→ Excerpted records
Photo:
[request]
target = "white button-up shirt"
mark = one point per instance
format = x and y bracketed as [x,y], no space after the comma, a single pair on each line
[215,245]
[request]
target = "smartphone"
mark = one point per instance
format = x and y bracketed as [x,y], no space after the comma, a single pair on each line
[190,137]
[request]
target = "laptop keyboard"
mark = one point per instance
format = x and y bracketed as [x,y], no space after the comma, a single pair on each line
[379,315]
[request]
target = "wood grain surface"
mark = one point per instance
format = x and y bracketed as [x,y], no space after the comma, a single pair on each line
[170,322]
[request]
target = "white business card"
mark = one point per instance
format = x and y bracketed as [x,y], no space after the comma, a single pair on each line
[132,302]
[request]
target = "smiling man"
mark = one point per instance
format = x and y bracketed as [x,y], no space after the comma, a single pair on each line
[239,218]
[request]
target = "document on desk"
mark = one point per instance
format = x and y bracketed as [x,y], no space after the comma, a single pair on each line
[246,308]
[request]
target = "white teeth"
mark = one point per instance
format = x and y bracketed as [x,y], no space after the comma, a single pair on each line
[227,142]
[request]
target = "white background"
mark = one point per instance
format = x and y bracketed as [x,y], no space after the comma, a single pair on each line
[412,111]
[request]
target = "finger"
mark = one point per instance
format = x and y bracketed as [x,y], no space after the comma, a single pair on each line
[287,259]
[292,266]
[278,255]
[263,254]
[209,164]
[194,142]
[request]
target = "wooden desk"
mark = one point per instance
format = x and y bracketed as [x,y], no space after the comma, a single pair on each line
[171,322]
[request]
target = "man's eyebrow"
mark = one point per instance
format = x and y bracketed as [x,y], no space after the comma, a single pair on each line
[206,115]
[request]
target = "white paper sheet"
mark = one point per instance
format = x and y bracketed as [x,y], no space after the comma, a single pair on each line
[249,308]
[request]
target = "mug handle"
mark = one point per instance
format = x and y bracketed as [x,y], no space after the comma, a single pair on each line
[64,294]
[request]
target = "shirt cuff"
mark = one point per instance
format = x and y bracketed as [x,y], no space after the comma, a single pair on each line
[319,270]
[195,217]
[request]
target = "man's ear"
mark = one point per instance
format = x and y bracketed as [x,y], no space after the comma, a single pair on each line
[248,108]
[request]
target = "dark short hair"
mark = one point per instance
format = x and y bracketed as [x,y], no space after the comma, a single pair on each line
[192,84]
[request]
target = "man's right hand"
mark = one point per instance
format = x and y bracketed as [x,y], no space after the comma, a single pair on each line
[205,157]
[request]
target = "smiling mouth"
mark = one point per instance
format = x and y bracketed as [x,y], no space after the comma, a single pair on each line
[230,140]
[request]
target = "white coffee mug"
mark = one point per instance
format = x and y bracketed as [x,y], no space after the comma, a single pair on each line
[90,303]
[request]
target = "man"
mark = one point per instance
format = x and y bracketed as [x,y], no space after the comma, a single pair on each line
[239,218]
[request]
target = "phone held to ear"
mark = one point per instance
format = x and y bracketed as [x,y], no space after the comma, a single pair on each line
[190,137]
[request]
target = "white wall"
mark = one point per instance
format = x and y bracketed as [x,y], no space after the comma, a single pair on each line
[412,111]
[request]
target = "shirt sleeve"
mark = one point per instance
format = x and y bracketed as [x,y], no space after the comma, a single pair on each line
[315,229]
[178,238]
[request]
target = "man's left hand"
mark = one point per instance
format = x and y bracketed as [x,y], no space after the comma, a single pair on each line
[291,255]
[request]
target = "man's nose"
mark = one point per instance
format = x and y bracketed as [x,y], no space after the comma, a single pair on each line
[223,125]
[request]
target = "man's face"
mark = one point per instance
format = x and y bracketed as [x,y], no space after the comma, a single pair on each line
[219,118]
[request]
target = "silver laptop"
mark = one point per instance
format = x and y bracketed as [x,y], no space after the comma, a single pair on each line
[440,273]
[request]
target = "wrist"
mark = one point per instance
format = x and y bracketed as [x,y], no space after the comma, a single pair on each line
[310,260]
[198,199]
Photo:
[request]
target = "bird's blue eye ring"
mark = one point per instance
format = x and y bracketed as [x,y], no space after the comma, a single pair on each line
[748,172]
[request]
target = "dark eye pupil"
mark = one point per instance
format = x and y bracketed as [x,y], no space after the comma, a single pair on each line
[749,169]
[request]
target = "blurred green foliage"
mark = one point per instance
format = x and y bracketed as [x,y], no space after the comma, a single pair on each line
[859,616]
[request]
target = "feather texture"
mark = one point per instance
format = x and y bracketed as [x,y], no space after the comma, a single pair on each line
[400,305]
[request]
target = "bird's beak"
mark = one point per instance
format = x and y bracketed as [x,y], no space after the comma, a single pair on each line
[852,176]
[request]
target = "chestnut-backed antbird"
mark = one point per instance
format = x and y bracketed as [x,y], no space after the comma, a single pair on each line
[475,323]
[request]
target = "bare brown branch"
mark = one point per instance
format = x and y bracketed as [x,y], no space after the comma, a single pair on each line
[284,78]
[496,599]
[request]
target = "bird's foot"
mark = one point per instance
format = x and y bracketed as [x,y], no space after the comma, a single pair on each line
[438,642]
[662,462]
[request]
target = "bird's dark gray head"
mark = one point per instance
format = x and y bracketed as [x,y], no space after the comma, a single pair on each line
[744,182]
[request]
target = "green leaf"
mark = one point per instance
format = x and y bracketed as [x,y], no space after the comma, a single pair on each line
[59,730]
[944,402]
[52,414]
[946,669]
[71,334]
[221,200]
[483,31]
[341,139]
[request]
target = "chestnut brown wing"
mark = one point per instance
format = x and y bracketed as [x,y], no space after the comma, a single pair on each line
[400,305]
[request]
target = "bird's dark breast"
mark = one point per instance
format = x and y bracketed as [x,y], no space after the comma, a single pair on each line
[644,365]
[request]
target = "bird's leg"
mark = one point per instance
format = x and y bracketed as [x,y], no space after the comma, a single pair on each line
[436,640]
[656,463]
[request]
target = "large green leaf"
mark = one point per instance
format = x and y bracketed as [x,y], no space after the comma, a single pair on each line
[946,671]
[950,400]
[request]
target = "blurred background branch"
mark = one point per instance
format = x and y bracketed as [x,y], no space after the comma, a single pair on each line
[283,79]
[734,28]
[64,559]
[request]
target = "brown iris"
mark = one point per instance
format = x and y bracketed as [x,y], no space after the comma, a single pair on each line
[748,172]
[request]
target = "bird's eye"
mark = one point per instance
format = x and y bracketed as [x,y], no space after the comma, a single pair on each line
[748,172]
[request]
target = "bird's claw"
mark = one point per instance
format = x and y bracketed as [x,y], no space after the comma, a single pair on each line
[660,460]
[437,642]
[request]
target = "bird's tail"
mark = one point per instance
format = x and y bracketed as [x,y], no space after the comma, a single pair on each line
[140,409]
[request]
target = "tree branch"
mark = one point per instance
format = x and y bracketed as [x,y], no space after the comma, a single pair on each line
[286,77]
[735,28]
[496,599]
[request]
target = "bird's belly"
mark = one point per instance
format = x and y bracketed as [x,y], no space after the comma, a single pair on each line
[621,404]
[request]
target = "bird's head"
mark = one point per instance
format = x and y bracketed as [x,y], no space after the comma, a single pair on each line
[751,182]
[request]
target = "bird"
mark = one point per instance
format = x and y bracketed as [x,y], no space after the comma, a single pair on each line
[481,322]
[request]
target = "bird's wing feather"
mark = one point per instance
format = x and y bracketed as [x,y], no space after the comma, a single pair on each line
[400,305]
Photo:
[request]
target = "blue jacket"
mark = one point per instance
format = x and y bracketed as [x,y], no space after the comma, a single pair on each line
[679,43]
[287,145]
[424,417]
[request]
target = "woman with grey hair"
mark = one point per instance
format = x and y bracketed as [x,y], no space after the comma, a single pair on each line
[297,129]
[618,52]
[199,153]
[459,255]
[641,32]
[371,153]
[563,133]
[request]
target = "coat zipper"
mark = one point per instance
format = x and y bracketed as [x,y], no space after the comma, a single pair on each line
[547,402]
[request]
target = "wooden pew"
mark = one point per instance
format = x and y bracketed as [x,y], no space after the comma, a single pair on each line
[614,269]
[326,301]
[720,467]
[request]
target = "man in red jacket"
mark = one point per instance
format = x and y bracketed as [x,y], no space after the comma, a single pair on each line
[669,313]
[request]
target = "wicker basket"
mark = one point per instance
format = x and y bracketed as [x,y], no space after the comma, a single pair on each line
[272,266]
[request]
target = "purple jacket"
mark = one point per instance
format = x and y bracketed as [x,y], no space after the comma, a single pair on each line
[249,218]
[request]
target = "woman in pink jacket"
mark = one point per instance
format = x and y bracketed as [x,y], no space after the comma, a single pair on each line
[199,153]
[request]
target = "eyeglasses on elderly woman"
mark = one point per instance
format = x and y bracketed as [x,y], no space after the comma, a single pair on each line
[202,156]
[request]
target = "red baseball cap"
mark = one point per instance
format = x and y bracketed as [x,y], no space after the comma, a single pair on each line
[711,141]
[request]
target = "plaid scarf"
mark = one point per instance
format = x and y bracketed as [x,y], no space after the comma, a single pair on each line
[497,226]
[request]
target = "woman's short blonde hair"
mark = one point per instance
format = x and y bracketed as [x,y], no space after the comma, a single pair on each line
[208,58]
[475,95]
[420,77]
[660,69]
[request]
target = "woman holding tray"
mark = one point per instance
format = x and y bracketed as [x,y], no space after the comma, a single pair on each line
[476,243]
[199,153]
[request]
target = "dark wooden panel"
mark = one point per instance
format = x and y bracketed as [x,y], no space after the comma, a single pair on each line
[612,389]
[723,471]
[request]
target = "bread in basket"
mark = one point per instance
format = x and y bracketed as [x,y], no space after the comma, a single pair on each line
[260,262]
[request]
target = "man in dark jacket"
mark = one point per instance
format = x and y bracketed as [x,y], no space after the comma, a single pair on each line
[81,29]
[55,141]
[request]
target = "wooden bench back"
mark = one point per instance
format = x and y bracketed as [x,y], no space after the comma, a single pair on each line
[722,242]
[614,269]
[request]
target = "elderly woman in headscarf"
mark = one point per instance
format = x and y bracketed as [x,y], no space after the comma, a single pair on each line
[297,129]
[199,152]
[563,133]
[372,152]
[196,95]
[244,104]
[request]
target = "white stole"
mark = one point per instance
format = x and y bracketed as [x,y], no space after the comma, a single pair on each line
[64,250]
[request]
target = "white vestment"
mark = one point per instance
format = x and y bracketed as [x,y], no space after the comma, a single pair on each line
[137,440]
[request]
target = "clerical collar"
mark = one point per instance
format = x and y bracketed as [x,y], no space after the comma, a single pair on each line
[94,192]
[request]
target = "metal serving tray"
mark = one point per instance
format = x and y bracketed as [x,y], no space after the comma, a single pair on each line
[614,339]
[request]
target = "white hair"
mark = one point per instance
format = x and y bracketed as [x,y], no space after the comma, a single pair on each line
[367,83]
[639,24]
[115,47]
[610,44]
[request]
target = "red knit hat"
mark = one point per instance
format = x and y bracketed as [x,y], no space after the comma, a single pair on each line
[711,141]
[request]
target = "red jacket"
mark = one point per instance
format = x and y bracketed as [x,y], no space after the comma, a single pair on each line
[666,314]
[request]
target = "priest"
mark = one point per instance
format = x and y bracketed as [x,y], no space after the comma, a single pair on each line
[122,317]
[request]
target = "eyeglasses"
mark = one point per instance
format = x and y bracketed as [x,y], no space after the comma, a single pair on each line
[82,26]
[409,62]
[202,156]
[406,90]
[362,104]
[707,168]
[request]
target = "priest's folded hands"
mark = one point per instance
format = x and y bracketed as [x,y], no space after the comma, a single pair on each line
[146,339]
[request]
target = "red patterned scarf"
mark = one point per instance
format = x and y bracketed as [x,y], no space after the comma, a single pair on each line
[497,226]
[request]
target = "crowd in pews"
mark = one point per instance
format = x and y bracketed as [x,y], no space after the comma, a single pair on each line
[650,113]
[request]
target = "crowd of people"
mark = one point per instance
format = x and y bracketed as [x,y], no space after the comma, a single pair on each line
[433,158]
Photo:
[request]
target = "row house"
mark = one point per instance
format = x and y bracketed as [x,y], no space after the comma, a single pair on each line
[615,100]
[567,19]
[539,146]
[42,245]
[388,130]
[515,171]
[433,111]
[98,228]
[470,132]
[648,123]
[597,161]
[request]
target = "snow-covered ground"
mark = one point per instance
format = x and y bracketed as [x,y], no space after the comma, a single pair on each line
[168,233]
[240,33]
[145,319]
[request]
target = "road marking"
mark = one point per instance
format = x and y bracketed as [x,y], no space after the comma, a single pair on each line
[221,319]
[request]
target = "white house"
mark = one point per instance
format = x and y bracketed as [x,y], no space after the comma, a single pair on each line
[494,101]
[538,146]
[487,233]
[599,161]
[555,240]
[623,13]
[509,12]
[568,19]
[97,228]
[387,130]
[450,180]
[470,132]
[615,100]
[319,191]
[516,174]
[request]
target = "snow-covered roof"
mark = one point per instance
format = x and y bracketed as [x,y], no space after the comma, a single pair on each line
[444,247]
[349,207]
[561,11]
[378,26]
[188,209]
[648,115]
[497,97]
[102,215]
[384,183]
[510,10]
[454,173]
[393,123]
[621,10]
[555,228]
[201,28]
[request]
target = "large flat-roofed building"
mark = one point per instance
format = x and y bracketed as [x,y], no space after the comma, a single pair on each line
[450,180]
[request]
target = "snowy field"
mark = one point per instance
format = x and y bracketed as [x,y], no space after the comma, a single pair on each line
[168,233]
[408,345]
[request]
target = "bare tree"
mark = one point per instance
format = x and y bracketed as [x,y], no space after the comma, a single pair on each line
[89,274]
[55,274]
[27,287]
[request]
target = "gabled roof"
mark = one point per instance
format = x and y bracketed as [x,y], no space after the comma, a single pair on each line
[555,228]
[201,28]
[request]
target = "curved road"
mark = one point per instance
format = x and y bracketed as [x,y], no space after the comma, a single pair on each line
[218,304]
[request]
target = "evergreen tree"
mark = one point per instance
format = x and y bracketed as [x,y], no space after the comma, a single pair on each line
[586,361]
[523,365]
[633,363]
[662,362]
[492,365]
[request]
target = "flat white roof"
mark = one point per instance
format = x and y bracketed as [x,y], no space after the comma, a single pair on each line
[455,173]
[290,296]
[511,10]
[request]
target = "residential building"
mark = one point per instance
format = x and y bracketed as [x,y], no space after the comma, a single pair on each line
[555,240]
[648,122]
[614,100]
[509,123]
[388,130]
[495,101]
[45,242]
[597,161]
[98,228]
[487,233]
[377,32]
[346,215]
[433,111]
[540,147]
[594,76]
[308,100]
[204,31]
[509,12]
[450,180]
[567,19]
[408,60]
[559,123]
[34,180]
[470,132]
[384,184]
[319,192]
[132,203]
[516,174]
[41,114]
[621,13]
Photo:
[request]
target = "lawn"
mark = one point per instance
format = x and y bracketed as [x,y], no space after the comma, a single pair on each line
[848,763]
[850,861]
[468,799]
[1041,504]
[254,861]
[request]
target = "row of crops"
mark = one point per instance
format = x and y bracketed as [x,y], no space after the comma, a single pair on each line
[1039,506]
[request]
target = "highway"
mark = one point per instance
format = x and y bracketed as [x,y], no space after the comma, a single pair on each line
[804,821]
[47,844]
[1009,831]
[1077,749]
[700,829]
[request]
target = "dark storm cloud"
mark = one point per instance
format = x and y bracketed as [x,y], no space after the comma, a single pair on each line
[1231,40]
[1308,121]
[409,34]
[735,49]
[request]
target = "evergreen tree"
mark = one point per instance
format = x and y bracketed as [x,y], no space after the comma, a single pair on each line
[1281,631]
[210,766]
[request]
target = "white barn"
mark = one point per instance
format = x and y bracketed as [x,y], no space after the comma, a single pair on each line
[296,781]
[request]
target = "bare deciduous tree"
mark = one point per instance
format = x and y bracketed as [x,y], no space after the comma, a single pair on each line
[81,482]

→ Given request
Pull out each line from the rows above that contains the word "basket", copying every such line unchanged.

→ Reply
target = "wicker basket"
target = "bread in basket"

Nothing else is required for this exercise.